### EXCERPT TO READ
Federated learning procedures of two layers carried out based on a two-layer federated learning system are illustrated by this example.

As shown in FIG. 7, the two-layer federated learning system includes: the EMS, one virtual NCCN, one NCCN, and four NEs.

The virtual NCCN is disposed in the EMS, and two NEs, namely the NE1 and the NE2, are connected to the virtual NCCN; and the NCCN is connected to the EMS, two NEs, namely the NE3 and the NE4, are connected to the NCCN.

The EMS includes: the service application, the first task management module, the first global model management module, and the weight index management module; the virtual NCCN includes: the second task management module and the second global model management module; and the NCCN includes: the third task management module and the third global model management module.

The NE1, the NE2, the NE3, the NE4, the NCCN, and the virtual NCCN are configured to perform the federated learning procedure of the first layer, and the NCCN, the virtual NCCN, and the EMS are configured to perform the federated learning procedure of the second layer.

A two-layer federated learning method based on the above two-layer federated learning system includes the following operations.

- 1. For the NE1 and the NE2, which are not connected to the NCCN, the virtual NCCN is set in the EMS according to service features, and the NE1 and the NE2 are connected to the corresponding virtual NCCN according to the service features.
- 2. A layer-2 weight index and a layer-1 weight index (referred to as the global weight indexes in this example) are set to be the same in the weight index management module of the EMS. For example, if an operator pays attention to the operation profit, the layer-2 weight index may be set to be traffic, or uplink and downlink traffic, or a weighted average of the traffic and the uplink and downlink traffic.
- 3. The service application initiates a service federated learning procedure request to the first task management module, and informs a range of trained base stations. The first task management module acquires the global weight indexes from the weight index management module of the EMS, places the global weight indexes in a federated learning task, and issues together to the second task management module of the virtual NCCN and the third task management module of the NCCN.
- 4. The second task management module of the virtual NCCN receives the federated learning task carrying the global weight indexes, places the global weight indexes in a federated learning task, and issues to the NE1 and the NE2; and the third task management module of the NCCN receives the federated learning task carrying the global weight indexes, places the global weight indexes in a federated learning task, and issues to the NE3 and the NE4.
- 5. The NE1 performs model training with local data according to the federated learning task to obtain a corresponding updated gradient, acquires a global weight index value corresponding to the NE1 according to the global weight indexes, performs privacy protection processing on the updated gradient corresponding to the NE1 through the encryption, the DP or the secret sharing technology to obtain a privacy protected gradient corresponding to the NE1, performs privacy protection processing on the global weight index value corresponding to the NE1 through the encryption, the DP or the secret sharing technology to obtain a privacy protected global weight index value corresponding to the NE1, and reports the privacy protected gradient corresponding to the NE1, and the privacy protected global weight index value corresponding to the NE1 to the second global model management module of the virtual NCCN.

### MATERIALS PROVIDED
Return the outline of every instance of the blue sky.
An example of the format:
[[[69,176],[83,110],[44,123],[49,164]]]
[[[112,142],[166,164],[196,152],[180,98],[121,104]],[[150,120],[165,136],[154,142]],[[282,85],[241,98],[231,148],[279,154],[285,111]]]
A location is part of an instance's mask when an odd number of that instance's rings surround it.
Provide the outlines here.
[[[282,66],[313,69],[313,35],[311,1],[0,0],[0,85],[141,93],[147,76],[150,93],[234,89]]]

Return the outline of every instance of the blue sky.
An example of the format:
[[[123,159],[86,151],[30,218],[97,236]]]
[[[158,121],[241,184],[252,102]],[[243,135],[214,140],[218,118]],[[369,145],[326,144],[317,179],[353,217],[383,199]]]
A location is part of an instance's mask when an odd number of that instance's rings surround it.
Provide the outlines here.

### THINGS TO DO
1) Translate this sentence from the federated learning text into Spanish: "As shown in FIG. 7, the two-layer federated learning system includes: the EMS, one virtual NCCN, one NCCN, and four NEs."
2) Output the outline labeling records in Block 1 as a JSON list of strings, one string per line, leaving out blank lines.
The records are unrelated to the federated learning text.

### TASK-BY-TASK SOLUTIONS
1) Como se muestra en la FIG. 7, el sistema de aprendizaje federado de dos capas incluye: el EMS, un NCCN virtual, un NCCN y cuatro NE.

2)
[
  "Return the outline of every instance of the blue sky.",
  "An example of the format:",
  "[[[69,176],[83,110],[44,123],[49,164]]]",
  "[[[112,142],[166,164],[196,152],[180,98],[121,104]],[[150,120],[165,136],[154,142]],[[282,85],[241,98],[231,148],[279,154],[285,111]]]",
  "A location is part of an instance's mask when an odd number of that instance's rings surround it.",
  "Provide the outlines here.",
  "[[[282,66],[313,69],[313,35],[311,1],[0,0],[0,85],[141,93],[147,76],[150,93],[234,89]]]",
  "Return the outline of every instance of the blue sky.",
  "An example of the format:",
  "[[[123,159],[86,151],[30,218],[97,236]]]",
  "[[[158,121],[241,184],[252,102]],[[243,135],[214,140],[218,118]],[[369,145],[326,144],[317,179],[353,217],[383,199]]]",
  "A location is part of an instance's mask when an odd number of that instance's rings surround it.",
  "Provide the outlines here."
]